_Okuma Parçası_
-11 KASIM 1938 GÜNÜ SAAT 9.30’DA CHP PARTİ GRUBU CUMHURBAŞKANI ADAYINI BELİRLEMEK İÇİN TOPLANDI. BAŞBAKAN CELAL BAYAR, KÜRSÜDE KISA BİR KONUŞMA YAPTI:
“BUGÜNKÜ PARTİ TOPLANTIMIZ CUMHUR REİSİ İÇİN NAMZET SEÇMEK İÇİNDİR. HERKES SERBESTÇE İSTEDİĞİ BİR İSMİ NAMZET OLARAK YAZSIN. EN ÇOK REY ALANLAR SAAT 11:00’DE YAPILACAK UMUMİ HEYET’TE NAMZET OLARAK GÖSTERİLECEKTİR.”
CHP Grup toplantısına 323 milletvekili katıldı.
Gizli olarak yapılan oy verme işlemi sonucunda 322 oyun İsmet İnönü için kullanıldığı ortaya çıktı. Bir oy, Celal Bayar’a verildi. Hikmet Bayur, yıllar sonra Bayar’a çıkan oyu kendisinin verdiğini ifade etti. CHP Parti Grubu’ndan sonra Cumhurbaşkanlığı seçimi için Büyük Millet Meclisi Genel Kurulu toplandı. Cumhurbaşkanı Vekili ve Meclis Başkanı Abdülhalik Renda oturumu açtı. Atatürk’ün ölümüne ilişkin tezkere okundu. Atatürk için beş dakikalık saygı duruşunda bulunuldu. Ardından Cumhurbaşkanlığı seçimi için oylamaya geçildi.
OYLAMA SONUCUNU MECLİS BAŞKANI AÇIKLADI:
“NETİCE-İ ARZ EDİYORUM. REİSİCUMHURUN İNTİHABI İÇİN 348 ARKADAŞ İŞTİRAK ETMİŞTİR. 348 REYLE VE MÜTTEFİKAN MALATYA MEBUSU İSMET İNÖNÜ REİSİCUMHUR İNTİHAP EDİLMİŞTİR.”
Seçimin ardından İsmet İnönü yemin etti ve Türkiye’nin ikinci Cumhurbaşkanı oldu. Türkiye Cumhuriyeti, kurucusunun ölümünün hemen ardından ciddi bir sınav vermiş, iktidar çatışması yaşanmadan 24 saat içinde yeni Cumhurbaşkanı’nı belirlemişti. Kurucusunu kaybeden Türkiye’de, herhangi bir otorite boşluğu olmadığı mesajı böylelikle verilmiş oldu.
-11 KASIM 1938 GÜNÜ, ANKARA’ DA CUMHURBAŞKANLIĞI SEÇİMLERİ YAPILIRKEN İSTANBUL DOLMABAHÇE SARAYI’NDA İSE NAAŞ, CENAZE TÖRENİ İÇİN HAZIRLANDI.
Naaş işlemleri için, ATATÜRK’ ün Müdavi ve Müşavir doktorları, Sağlık Bakanı Dr. Hulusi ALATAŞ ve Sağlık Bakanlığı Müsteşarı Dr. Asım ARAR Dolmabahçe Sarayı’na geldiler.Naaşı, ölüm saatinden 24 saat 10 dakika sonra muayene ettiler, ölümün tüm belirtileri ile gerçekleştiğine karar verdiler.

_Verilen Görev_
Okuma parçasında "-11 KASIM 1938 GÜNÜ, ANKARA’" sözlerinden başlayıp "gerçekleştiğine karar verdiler." sözleri de dahil olmak üzere oraya kadar olan kısmı yeniden yazın ve bu kısımda "muayene ettiler" yerine "incelediler" koyun. Bundan sonra gelen listenin okuma parçasıyla bir ilgisi yoktur.

_Verilen Bilgiler_
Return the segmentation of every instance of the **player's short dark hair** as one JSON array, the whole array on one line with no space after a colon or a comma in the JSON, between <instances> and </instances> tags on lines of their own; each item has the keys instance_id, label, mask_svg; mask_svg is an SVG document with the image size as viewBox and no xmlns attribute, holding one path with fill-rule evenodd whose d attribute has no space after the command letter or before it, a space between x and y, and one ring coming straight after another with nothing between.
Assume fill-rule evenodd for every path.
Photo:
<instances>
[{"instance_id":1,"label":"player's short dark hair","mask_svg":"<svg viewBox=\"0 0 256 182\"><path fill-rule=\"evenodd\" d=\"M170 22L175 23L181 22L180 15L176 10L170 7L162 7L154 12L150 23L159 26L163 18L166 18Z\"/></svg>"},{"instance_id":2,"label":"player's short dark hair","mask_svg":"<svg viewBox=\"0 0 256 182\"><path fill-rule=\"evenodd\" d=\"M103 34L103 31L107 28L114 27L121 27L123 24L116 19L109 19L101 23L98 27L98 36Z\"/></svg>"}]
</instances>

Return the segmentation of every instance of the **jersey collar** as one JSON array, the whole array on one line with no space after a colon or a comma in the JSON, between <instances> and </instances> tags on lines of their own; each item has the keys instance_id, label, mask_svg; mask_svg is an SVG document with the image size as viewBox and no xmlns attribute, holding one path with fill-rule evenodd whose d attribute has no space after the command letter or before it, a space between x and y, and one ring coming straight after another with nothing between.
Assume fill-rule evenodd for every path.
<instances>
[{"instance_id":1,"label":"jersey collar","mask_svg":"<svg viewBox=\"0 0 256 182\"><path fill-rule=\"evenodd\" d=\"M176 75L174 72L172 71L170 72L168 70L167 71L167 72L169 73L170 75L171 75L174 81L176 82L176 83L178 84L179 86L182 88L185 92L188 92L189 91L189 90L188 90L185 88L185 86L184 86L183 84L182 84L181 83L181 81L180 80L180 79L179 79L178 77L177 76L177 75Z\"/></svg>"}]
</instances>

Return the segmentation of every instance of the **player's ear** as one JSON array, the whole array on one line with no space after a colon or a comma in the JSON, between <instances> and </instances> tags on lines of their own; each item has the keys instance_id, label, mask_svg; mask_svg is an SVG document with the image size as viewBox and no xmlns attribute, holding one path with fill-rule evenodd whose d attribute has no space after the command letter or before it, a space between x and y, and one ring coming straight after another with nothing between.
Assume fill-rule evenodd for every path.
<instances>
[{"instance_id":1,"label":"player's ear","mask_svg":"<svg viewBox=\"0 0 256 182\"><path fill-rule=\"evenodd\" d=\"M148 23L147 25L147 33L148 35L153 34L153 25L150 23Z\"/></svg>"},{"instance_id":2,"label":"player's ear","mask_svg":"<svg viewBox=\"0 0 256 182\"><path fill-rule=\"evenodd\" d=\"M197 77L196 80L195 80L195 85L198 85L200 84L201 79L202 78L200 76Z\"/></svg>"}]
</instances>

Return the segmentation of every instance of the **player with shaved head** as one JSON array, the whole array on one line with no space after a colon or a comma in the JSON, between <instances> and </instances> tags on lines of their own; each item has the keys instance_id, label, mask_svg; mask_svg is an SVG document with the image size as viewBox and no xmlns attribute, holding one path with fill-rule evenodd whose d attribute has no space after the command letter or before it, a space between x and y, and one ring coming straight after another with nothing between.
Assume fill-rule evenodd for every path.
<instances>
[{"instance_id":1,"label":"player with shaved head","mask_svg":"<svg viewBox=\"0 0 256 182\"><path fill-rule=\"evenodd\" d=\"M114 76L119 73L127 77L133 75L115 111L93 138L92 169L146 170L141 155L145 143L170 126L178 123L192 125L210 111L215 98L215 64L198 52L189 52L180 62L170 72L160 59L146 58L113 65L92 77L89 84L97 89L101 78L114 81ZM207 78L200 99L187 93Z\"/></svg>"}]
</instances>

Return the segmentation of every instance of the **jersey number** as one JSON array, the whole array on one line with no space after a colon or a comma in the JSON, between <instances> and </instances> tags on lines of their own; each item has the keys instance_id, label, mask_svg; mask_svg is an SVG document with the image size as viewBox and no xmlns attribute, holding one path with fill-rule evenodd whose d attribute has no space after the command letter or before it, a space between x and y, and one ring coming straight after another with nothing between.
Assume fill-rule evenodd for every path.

_Alıştırmanın Sonucu_
-11 KASIM 1938 GÜNÜ, ANKARA’ DA CUMHURBAŞKANLIĞI SEÇİMLERİ YAPILIRKEN İSTANBUL DOLMABAHÇE SARAYI’NDA İSE NAAŞ, CENAZE TÖRENİ İÇİN HAZIRLANDI.
Naaş işlemleri için, ATATÜRK’ ün Müdavi ve Müşavir doktorları, Sağlık Bakanı Dr. Hulusi ALATAŞ ve Sağlık Bakanlığı Müsteşarı Dr. Asım ARAR Dolmabahçe Sarayı’na geldiler.Naaşı, ölüm saatinden 24 saat 10 dakika sonra incelediler, ölümün tüm belirtileri ile gerçekleştiğine karar verdiler.